About 1 in 3 women with T1DM has sexual dysfunction — twice the rate of healthy controls, and higher than T2DM
Journal: Endocrine | Published: 2026-05-28 | Type: Systematic Review, Meta-Analysis | PMID: 42209931 Authors: Banerjee M, Maisnam I, Mukhopadhyay P, Ghosh S (IPGMER & SSKM Hospital, Kolkata, India; R N Tagore Hospital, Kolkata) Funding/COI: Funding not disclosed. Authors declare no competing interests.
Female sexual dysfunction (FSD) affects roughly 37% of women with type 1 diabetes — more than double the rate in healthy controls — according to this meta-analysis of 18 studies covering 2,476 women. T1DM carries a higher FSD burden than T2DM, and the authors attribute this to earlier onset and longer disease duration. Continuous subcutaneous insulin infusion (insulin pump therapy) emerged as a protective factor; depression and poor glycemic control were the most consistent risk factors.
This is a systematic review and meta-analysis drawing on PubMed/MEDLINE, Embase, Scopus, and Web of Science, restricted to cross-sectional and cohort designs that included T1DM participants. The FSFI-restricted subgroup analysis (n = 12) standardizing on the 26.5 cutoff is methodologically sound and the prevalence estimate is consistent with the main analysis. The trim-and-fill adjustment for publication bias is appropriate given the small number of controlled comparisons (10 studies). Meta-regression anchoring the T1DM vs. T2DM gap to disease duration is the most analytically novel piece and holds up given the R² of 70%.

→ **INFORMATION SHOWN**:

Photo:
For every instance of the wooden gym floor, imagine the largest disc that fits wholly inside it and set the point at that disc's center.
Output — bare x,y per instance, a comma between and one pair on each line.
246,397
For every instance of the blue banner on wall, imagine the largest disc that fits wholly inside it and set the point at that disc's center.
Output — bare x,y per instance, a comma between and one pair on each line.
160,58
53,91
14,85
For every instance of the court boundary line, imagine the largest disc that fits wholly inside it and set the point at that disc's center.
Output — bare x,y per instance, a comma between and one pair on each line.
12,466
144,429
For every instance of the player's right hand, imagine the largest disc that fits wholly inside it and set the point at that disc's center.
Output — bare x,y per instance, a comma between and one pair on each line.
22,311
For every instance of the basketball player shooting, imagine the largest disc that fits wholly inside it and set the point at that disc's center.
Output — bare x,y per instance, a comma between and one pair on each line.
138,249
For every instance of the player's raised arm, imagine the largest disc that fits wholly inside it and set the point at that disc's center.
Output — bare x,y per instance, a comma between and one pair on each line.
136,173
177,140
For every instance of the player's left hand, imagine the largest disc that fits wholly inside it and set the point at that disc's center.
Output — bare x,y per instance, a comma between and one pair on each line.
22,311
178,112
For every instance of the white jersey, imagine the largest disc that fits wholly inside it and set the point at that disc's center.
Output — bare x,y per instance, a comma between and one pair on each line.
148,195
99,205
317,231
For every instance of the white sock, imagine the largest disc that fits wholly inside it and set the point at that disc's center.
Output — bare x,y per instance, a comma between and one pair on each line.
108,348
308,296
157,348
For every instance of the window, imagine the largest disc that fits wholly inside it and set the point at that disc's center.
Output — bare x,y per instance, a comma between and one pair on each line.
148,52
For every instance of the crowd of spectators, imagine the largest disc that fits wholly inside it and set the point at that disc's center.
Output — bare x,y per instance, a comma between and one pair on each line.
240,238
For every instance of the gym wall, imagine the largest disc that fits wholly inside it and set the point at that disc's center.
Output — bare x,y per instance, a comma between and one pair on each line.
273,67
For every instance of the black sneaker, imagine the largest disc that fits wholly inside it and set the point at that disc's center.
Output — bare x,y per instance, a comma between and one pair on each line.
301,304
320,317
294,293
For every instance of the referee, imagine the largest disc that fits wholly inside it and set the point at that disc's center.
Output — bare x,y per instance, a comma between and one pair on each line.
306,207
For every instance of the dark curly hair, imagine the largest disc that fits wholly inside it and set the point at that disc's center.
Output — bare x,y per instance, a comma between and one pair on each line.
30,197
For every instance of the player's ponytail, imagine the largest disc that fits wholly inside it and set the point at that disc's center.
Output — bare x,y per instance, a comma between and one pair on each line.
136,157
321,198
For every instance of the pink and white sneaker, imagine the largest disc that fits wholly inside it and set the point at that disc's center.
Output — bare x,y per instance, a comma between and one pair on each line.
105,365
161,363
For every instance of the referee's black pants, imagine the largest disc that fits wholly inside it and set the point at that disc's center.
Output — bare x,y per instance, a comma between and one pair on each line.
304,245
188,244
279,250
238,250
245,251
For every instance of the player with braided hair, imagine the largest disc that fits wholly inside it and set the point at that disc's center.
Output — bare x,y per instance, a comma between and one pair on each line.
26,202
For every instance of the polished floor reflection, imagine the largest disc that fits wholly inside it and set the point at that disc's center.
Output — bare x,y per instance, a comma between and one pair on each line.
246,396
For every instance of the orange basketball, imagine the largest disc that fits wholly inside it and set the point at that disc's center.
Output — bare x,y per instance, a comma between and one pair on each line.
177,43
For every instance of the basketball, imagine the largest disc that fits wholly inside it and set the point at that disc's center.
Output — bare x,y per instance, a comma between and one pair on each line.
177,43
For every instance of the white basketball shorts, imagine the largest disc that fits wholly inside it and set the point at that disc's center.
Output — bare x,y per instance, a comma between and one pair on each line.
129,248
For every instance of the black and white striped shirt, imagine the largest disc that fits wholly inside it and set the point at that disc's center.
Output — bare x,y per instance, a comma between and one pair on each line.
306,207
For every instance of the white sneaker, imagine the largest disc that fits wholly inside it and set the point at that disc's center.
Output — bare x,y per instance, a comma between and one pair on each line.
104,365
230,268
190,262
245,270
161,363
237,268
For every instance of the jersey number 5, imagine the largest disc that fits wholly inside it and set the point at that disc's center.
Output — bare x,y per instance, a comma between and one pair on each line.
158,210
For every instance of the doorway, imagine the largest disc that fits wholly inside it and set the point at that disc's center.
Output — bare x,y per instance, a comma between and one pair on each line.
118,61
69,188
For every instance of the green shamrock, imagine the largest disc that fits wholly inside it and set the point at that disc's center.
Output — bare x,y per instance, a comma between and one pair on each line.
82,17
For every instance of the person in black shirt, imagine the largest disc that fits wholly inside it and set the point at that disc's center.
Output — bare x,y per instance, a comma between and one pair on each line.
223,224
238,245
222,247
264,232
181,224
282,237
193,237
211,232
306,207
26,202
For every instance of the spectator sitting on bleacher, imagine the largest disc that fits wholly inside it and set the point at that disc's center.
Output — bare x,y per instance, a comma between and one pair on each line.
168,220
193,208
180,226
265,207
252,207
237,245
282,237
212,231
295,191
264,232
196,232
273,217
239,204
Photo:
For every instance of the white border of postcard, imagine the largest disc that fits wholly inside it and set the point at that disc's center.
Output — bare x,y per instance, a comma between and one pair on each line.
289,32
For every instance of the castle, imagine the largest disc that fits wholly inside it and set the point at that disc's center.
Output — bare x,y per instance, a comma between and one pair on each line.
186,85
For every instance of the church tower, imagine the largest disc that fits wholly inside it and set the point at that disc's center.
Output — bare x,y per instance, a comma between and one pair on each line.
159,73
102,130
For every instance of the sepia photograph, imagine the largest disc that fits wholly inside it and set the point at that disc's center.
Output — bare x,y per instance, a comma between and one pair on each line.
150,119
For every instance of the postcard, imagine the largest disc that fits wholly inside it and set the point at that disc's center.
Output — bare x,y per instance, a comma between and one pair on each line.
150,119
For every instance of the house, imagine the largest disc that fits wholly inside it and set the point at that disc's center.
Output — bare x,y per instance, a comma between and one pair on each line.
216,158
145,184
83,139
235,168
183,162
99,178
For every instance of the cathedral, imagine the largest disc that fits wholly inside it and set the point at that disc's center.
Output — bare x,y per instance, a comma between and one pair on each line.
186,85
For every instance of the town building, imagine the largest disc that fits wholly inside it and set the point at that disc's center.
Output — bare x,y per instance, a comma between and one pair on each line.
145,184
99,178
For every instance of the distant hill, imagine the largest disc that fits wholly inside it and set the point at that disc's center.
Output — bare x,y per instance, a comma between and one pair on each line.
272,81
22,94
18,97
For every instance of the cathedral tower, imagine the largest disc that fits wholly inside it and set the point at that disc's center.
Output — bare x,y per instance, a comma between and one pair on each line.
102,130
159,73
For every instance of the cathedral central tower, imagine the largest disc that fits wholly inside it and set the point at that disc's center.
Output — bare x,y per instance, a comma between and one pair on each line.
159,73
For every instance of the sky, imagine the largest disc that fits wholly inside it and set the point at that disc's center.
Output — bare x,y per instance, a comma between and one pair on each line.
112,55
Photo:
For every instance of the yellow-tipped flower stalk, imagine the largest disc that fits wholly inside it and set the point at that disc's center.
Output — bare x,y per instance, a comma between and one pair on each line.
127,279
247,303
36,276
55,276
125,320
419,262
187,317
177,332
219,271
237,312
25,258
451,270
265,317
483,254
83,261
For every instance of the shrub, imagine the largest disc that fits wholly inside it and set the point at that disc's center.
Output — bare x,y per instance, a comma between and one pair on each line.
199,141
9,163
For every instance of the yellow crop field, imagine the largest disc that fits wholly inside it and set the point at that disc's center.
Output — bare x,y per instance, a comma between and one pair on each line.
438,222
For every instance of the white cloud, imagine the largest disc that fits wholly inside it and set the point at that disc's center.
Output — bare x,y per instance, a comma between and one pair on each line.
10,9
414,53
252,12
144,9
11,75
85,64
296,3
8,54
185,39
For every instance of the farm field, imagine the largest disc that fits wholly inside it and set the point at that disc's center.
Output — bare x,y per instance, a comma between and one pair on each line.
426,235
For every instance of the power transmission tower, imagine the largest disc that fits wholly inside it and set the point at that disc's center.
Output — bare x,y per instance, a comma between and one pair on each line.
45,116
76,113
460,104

→ **TASK REQUIREMENTS**:
• a. Transcribe the passage of the summary on sexual dysfunction in women with type 1 diabetes, beginning at the words "About 1 in 3" and stopping after the words "no competing interests.".
• b. Pick up the summary on sexual dysfunction in women with type 1 diabetes after its last sentence and write its continuation.
You won't need the data to complete this work.

→ **RESPONSES BY TASK**:
• a.
About 1 in 3 women with T1DM has sexual dysfunction — twice the rate of healthy controls, and higher than T2DM
Journal: Endocrine | Published: 2026-05-28 | Type: Systematic Review, Meta-Analysis | PMID: 42209931 Authors: Banerjee M, Maisnam I, Mukhopadhyay P, Ghosh S (IPGMER & SSKM Hospital, Kolkata, India; R N Tagore Hospital, Kolkata) Funding/COI: Funding not disclosed. Authors declare no competing interests.

• b.
The critical limitation is the I² of 89%, which is severe — nearly all variance across studies is between-study heterogeneity, not sampling noise. This means the "37%" pooled prevalence should be read as a rough central estimate across highly varied populations, measurement tools, and clinical contexts, not a stable true prevalence. The authors use a random-effects model, which is appropriate but does not cure heterogeneity this extreme.
This paper makes a credible case that FSD is a common, underappreciated complication of T1DM — roughly 1 in 3 women affected, twice the rate of healthy controls. The T1DM vs. T2DM comparison and the diabetes duration meta-regression are the most novel and defensible contributions. But the I² of 89% is too high to trust the point estimate, and the CSII finding, while intriguing, is confounded by patient selection. This is a useful paper for establishing that the problem is real and neglected by clinical guidelines. It is not a paper to cite for a precise prevalence figure.